I can’t for the life of me separate the hub from the ball joint on the end of the control arm, despite other previously unidentified objects handed down by the Father-in-Law turning out to be ball joint separators. More swearing, lump hammering, persuading, cajoling, levering, twisting, jumping-up-and-down, and the thing won’t budge. It’s on there good.

I stand back and scratch my head. For my next trick, I decide, I’m going to replace both control arms and bushes. But given that one of my hubs is effectively welded to its control arm, I’m going to have to replace that hub as well. To eBay…

So that’s how replacing an £8 bump stop turned into a £400 rebuild of most of the front end, including track rods, drop links, brake discs and pads. Whilst there I did a bit of weight reduction by grinding about thirty tonnes of rust off the brake calipers and tried to clean everything up as much as I could. It was quite satisfying in the end to get it all back together and on the ground after about four months in the air. First stop, the alignment shop…


buy_cheap_pay_later

Original Poster:

414 posts

40 months

Wednesday 6th January 2021
quotequote all
The suspension faff was my first serious foray into what I would consider serious mechanical work on the beemer. I hadn’t improved anything – I was just fixing stuff (and ending up replacing things that wouldn’t have needed replacing had I not broken them). At this stage my vague plan was a gradual restoration to its former glory. I wanted to fix things, replace things and keep it all original, and one day it’d look like it just rolled off the production line. The year would be 2050 and someone would buy my mint 328i for millions. I hadn’t really thought it through, but was very much of the opinion that I wanted to keep everything original (not sure how I thought the cheap eBay control arms fitted into that picture though). I have since woken up to reality and decided how to extract more fun from it in the near term, but I’ll get to that. Let’s keep this chronological.

My confidence peaking after the successful, albeit lengthy and expensive, rectification of my own cock up, I looked at the next job.

For some time the beemer had a bit of a starting issue. It would start first time every time cold, but once it was warm, if you turned it off and tried to start it again, it would just whirr and wouldn’t turn over. It sounded to my uneducated ear that the starter was spinning and not engaging the flywheel. Replacing the starter was the obvious solution to this.

If you read any forum post ever written about changing the starter on an E36, you very quickly get the idea that it is a total pain in the proverbial. It’s buried under the inlet manifold and under various coolant pipes etc. Undeterred, I think, ‘as long as I approach it methodically, write down what order I undo things and label everything, then I just have to reverse the steps to get it back together again.’ As it turns out, that was exactly the right approach. IIRC I followed a M3NACE video on YouTube, and carefully wrote down in my notebook each thing I undid or took off and labelled all the wires and tubes with duct tape and a sharpie. The inlet manifold came off with a little persuasion and I eventually got to the point where I could see the starter. Seeing the starter, and being able to reach the bolts to undo them are two very different things, however. I ended up cutting an E12 torx spanner down to a stub to get it in the space and then trying to get leverage by putting an 11mm socket over the stub and using extensions for length. I got one of two bolts out but the other wasn’t budging. RIP 11mm socket.

**What is needed:**
Could you write out the car-repair post word for word, between "I can’t for" and "on there good.", inclusive?

**Supplied entries:**

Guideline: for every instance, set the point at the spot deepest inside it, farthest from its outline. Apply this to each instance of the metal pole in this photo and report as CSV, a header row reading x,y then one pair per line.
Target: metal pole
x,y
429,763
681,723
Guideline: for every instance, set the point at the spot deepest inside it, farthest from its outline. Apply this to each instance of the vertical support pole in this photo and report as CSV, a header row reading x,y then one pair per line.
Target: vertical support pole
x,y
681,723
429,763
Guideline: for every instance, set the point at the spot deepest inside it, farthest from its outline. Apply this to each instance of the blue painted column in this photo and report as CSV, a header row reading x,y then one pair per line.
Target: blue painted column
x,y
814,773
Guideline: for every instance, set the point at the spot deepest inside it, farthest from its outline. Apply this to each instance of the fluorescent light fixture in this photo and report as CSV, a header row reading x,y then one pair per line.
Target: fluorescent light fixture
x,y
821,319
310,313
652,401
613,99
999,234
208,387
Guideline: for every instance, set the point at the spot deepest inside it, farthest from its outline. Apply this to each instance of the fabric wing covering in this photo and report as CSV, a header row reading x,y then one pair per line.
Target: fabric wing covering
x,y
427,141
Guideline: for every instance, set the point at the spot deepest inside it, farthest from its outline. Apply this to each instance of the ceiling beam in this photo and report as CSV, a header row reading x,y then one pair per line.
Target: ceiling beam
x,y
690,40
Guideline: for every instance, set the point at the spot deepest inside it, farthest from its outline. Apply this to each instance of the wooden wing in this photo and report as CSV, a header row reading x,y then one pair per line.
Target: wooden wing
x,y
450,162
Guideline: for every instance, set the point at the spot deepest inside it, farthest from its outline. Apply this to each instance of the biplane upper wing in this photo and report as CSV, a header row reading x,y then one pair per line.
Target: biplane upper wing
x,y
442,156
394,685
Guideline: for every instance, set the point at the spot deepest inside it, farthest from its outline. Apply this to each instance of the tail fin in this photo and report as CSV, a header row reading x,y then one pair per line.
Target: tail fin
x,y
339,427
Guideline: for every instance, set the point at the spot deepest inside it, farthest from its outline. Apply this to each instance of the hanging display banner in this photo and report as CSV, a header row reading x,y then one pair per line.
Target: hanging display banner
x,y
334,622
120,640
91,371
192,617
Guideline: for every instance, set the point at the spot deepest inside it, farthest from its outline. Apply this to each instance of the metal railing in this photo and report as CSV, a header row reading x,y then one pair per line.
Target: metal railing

**Written solution:**
I can’t for the life of me separate the hub from the ball joint on the end of the control arm, despite other previously unidentified objects handed down by the Father-in-Law turning out to be ball joint separators. More swearing, lump hammering, persuading, cajoling, levering, twisting, jumping-up-and-down, and the thing won’t budge. It’s on there good.